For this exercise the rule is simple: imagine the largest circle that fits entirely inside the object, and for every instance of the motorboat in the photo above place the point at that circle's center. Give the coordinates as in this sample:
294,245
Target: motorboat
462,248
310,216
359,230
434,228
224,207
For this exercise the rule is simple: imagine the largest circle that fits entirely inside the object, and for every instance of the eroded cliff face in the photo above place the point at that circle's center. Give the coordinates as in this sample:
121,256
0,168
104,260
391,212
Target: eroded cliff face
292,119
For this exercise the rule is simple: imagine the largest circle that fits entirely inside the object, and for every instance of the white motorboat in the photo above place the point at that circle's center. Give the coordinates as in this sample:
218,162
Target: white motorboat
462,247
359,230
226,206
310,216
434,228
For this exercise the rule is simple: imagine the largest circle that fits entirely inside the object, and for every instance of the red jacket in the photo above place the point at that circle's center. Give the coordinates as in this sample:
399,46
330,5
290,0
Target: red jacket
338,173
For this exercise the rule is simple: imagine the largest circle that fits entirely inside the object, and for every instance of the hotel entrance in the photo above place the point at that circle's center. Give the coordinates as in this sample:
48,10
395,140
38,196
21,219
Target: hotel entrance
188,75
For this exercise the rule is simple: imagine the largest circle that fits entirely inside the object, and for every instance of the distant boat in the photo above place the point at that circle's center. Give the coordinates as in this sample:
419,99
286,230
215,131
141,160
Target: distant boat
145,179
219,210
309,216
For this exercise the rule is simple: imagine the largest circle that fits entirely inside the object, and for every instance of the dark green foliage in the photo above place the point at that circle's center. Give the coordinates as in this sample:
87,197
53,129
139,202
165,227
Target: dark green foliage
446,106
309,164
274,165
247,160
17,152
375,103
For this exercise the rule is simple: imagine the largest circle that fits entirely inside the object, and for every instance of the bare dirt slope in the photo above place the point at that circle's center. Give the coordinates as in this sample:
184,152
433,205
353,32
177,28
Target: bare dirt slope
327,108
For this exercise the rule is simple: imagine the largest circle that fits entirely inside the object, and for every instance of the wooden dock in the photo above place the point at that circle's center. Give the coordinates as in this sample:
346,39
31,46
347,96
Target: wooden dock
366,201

_PROMPT_
Reproduce every entry exactly, with nothing added or dropped.

_OUTPUT OF THE TASK_
For this exercise the rule is simple: imagine the largest circle that fits entirely inside the object, and for every instance of the motorboat in the photo above place the point at that circle's center. Give the coordinates as in this sample:
294,245
Target: motorboat
462,248
310,216
359,230
434,228
224,207
For this exercise the rule is simple: imagine the largest circle that fits entirely inside the object, and for every instance of the eroded cliff face in the photo above place the point at that circle's center. Give the coordinates as in this sample:
121,256
0,168
104,260
391,212
Target: eroded cliff face
292,119
For this exercise the rule is simple: imagine the largest circle that fits entirely inside the object, and for every instance of the white motorboat in the photo above place the point at that circle's center. Give the coordinates as in this sample:
218,162
Target: white motorboat
462,247
359,230
226,206
310,216
434,228
For this exercise the rule is simple: imagine the largest circle that fits entirely inside the object, and for every instance of the red jacket in the photo above place the point at that circle's center. Give the coordinates as in this sample:
399,46
330,5
290,0
Target: red jacket
338,173
For this exercise the rule is simple: imagine the largest circle that fits entirely inside the object, and for every instance of the hotel entrance in the photo above place the point at that circle's center. Give the coordinates as in this sample:
48,10
395,140
38,196
21,219
Target: hotel entrance
188,75
For this exercise the rule is simple: imagine the largest circle that fits entirely inside the object, and for every instance of the distant boat in the photo above place the point at that circle's center. Give the coordinates as in this sample:
419,99
286,230
215,131
141,160
Target: distant boat
145,179
219,210
309,216
For this exercise the rule is simple: imagine the largest circle that fits entirely inside the object, and for every instance of the dark green foliage in the photo above place the point at that circle's center. Give the coordinates as in this sample:
87,197
53,129
139,202
165,227
Target: dark green foliage
446,106
309,164
274,165
247,160
17,152
375,103
For this exercise the rule is simple: imagine the largest circle that fits entirely inside the object, and for every instance of the bare dirt slope in the photo above place the point at that circle's center. Give the coordinates as in this sample:
184,152
433,205
353,32
177,28
Target: bare dirt slope
327,108
For this exercise the rule is simple: imagine the largest circle that fits entirely inside the object, and for every instance of the wooden dock in the photo above place the point at that circle's center. Give the coordinates as in this sample:
346,39
31,46
347,96
Target: wooden dock
366,201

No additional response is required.